Дословно выпишите строки данных, начиная со строки, содержащей «the painted ceiling», и заканчивая последней строкой данных включительно. Изображения в ответ не включайте.

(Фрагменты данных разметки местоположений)
_ _ _ _ _

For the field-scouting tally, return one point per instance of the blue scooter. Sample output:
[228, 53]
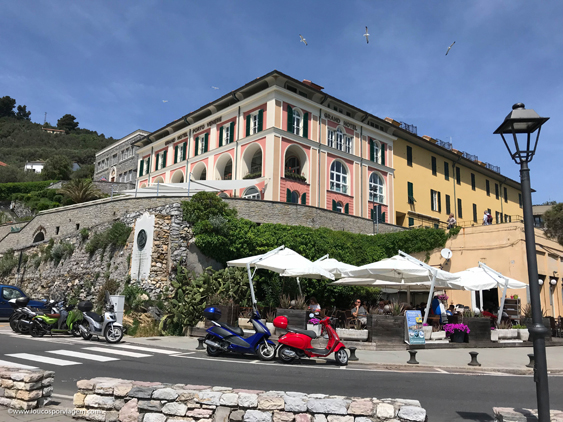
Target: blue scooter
[225, 338]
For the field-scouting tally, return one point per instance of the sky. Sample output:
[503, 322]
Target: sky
[113, 64]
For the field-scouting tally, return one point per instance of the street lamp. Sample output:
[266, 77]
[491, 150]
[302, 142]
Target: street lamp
[521, 124]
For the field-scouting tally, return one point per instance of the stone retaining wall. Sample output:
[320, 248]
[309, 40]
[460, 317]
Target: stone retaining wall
[132, 401]
[25, 388]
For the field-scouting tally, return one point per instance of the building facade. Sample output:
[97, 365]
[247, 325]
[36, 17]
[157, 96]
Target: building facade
[118, 162]
[305, 146]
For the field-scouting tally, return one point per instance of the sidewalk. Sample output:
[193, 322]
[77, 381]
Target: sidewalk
[510, 359]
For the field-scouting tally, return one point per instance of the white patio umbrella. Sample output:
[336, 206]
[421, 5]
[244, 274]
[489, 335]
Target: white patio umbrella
[284, 261]
[483, 278]
[403, 268]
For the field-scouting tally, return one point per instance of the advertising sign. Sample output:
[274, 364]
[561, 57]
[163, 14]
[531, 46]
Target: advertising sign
[415, 333]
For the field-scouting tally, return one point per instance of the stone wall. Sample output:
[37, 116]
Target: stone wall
[66, 221]
[123, 400]
[25, 388]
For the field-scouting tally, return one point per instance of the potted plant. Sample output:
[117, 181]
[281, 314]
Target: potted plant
[456, 332]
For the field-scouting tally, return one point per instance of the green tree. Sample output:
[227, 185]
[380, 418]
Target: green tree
[22, 113]
[7, 105]
[57, 167]
[80, 190]
[68, 123]
[554, 222]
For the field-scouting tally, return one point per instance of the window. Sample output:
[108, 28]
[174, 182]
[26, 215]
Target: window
[251, 193]
[376, 184]
[338, 177]
[410, 193]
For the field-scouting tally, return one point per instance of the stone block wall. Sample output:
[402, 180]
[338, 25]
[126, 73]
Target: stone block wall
[25, 388]
[123, 400]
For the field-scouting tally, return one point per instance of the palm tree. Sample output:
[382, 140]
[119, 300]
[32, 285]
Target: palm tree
[80, 190]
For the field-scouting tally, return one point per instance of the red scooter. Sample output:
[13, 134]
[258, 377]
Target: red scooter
[296, 343]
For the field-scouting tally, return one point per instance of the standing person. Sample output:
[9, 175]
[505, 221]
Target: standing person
[451, 221]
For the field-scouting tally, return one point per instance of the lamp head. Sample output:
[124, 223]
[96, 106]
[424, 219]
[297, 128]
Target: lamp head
[523, 122]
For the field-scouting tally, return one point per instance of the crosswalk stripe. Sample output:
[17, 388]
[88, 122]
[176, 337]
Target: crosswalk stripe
[43, 359]
[18, 365]
[117, 352]
[146, 349]
[73, 354]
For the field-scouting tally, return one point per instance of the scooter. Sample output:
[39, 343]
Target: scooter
[98, 325]
[224, 338]
[296, 343]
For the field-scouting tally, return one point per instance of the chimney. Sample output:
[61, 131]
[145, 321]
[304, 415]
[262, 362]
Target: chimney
[313, 85]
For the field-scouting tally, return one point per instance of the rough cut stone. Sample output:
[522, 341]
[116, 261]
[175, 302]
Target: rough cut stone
[165, 394]
[257, 416]
[175, 409]
[328, 406]
[361, 407]
[412, 413]
[129, 412]
[385, 411]
[229, 399]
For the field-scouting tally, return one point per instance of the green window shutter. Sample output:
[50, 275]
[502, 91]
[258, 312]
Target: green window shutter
[260, 120]
[289, 119]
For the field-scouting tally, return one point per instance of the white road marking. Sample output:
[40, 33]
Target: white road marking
[117, 352]
[145, 349]
[17, 365]
[73, 354]
[44, 359]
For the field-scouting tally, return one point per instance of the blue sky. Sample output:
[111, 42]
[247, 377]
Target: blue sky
[111, 64]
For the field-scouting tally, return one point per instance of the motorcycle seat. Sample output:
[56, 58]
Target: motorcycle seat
[95, 317]
[236, 330]
[309, 333]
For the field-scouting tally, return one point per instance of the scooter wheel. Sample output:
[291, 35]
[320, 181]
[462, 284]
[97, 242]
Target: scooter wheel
[266, 351]
[341, 357]
[283, 356]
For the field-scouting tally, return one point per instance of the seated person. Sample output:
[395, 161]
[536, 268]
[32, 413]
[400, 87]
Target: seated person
[359, 312]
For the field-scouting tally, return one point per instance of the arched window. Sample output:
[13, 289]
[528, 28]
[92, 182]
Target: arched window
[338, 177]
[376, 188]
[251, 193]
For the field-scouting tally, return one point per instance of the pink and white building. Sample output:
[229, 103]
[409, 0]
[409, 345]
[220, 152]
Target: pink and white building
[301, 144]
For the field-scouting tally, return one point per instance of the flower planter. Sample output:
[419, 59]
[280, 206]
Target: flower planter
[314, 327]
[523, 334]
[352, 334]
[438, 335]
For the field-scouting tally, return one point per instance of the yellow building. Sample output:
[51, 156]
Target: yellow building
[433, 180]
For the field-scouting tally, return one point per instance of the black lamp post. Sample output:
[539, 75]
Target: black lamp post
[521, 124]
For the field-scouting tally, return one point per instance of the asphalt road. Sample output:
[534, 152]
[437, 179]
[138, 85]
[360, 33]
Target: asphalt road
[446, 397]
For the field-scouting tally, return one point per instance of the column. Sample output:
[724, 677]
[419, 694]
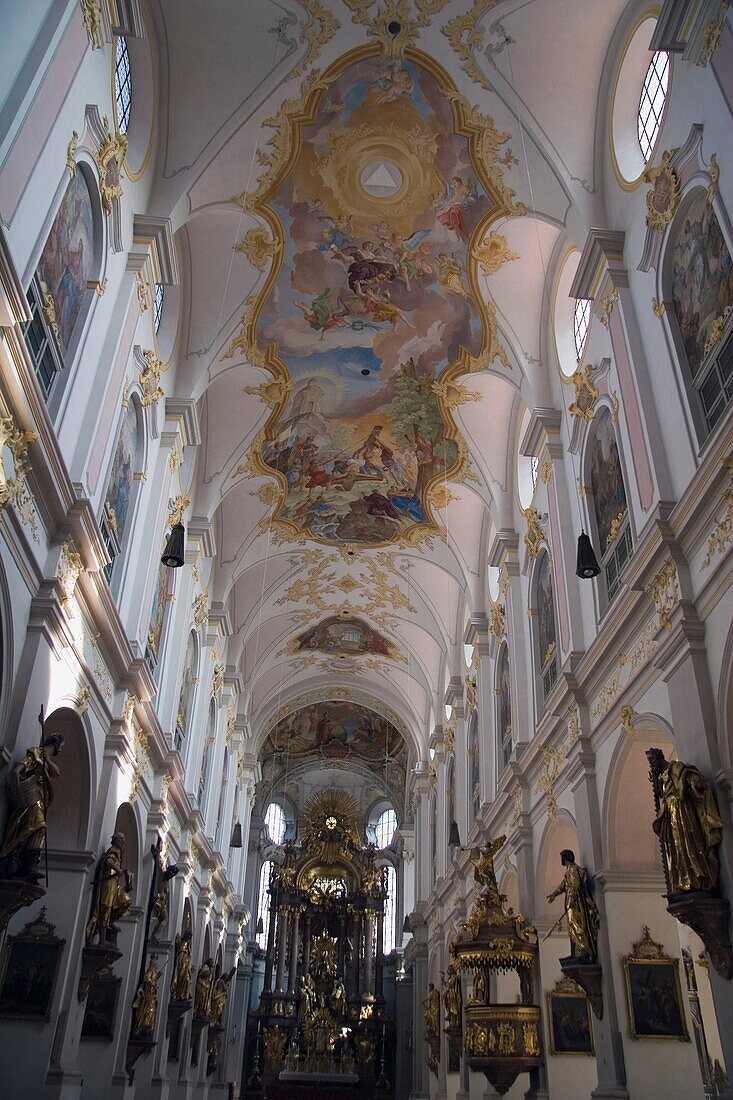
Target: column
[295, 927]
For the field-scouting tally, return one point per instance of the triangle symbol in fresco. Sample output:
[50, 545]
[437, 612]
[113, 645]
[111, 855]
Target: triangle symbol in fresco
[381, 178]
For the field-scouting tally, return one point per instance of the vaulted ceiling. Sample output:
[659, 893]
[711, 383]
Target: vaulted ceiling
[298, 140]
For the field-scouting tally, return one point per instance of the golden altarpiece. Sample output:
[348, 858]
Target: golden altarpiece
[321, 1018]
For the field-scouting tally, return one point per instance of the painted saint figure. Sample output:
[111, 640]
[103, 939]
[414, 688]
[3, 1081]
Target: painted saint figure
[579, 908]
[688, 824]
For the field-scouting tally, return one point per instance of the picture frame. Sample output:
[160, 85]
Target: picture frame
[100, 1010]
[569, 1020]
[29, 969]
[654, 992]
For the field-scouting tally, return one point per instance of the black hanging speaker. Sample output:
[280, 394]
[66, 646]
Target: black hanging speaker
[173, 556]
[588, 567]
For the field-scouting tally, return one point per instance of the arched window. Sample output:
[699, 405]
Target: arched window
[122, 86]
[390, 931]
[386, 823]
[116, 510]
[186, 696]
[222, 798]
[581, 323]
[504, 707]
[263, 904]
[610, 506]
[474, 768]
[58, 287]
[702, 292]
[275, 824]
[652, 103]
[159, 296]
[546, 633]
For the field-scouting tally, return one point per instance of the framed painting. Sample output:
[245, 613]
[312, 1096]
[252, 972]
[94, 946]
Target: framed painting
[653, 987]
[29, 968]
[569, 1019]
[101, 1008]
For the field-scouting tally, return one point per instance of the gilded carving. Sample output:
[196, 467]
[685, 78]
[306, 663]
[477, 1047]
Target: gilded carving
[91, 20]
[13, 490]
[109, 157]
[586, 394]
[68, 570]
[663, 199]
[70, 153]
[150, 378]
[665, 593]
[493, 252]
[465, 35]
[535, 535]
[554, 759]
[259, 246]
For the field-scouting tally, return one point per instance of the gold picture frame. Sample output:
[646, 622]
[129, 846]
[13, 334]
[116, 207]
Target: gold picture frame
[656, 1010]
[569, 1020]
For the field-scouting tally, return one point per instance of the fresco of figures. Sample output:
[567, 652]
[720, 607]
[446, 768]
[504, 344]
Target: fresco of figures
[702, 277]
[348, 636]
[372, 303]
[606, 479]
[340, 732]
[67, 256]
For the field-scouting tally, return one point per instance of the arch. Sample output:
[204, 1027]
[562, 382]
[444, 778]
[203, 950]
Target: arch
[68, 813]
[697, 278]
[558, 834]
[630, 842]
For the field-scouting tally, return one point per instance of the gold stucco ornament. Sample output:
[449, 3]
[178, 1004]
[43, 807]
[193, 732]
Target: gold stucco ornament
[690, 831]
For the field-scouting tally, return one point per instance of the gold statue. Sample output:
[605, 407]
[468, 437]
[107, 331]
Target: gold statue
[203, 997]
[144, 1005]
[579, 909]
[181, 979]
[483, 866]
[111, 899]
[688, 824]
[431, 1003]
[452, 998]
[31, 794]
[219, 997]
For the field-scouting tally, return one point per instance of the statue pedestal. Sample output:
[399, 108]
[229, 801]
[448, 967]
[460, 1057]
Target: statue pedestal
[589, 977]
[94, 960]
[709, 917]
[14, 894]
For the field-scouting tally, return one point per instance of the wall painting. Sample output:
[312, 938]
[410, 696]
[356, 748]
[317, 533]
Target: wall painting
[67, 257]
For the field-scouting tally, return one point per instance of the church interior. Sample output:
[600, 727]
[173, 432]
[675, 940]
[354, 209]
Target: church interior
[367, 724]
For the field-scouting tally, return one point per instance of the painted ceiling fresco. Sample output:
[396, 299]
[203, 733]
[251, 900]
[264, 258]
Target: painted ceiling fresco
[372, 303]
[337, 733]
[343, 636]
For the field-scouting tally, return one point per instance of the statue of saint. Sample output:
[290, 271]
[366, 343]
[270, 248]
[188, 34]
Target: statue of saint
[219, 997]
[111, 897]
[31, 794]
[144, 1005]
[452, 998]
[483, 866]
[203, 997]
[431, 1003]
[181, 979]
[688, 824]
[579, 908]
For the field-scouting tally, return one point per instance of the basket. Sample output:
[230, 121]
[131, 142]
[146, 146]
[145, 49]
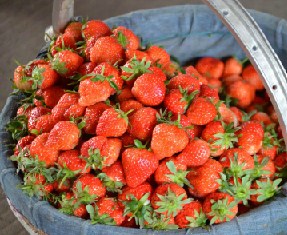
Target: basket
[186, 32]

_ _ _ _ _

_Ответ_:
For the field-scouting tally, return one point per instance of the painted ceiling fresco. Sample output:
[396, 299]
[203, 733]
[251, 900]
[264, 258]
Target: painted ceiling fresco
[372, 303]
[337, 733]
[343, 636]
For the field-scouting tally, return one point per instance of the statue of saint. Sample output:
[290, 271]
[366, 343]
[270, 248]
[188, 34]
Target: statue of saint
[219, 997]
[111, 897]
[31, 794]
[144, 1005]
[452, 998]
[483, 866]
[203, 997]
[431, 1003]
[181, 979]
[688, 824]
[579, 908]
For the field-scouting tally, return one point per instance of the basket. Sample output:
[230, 121]
[131, 142]
[146, 146]
[145, 49]
Target: basket
[186, 32]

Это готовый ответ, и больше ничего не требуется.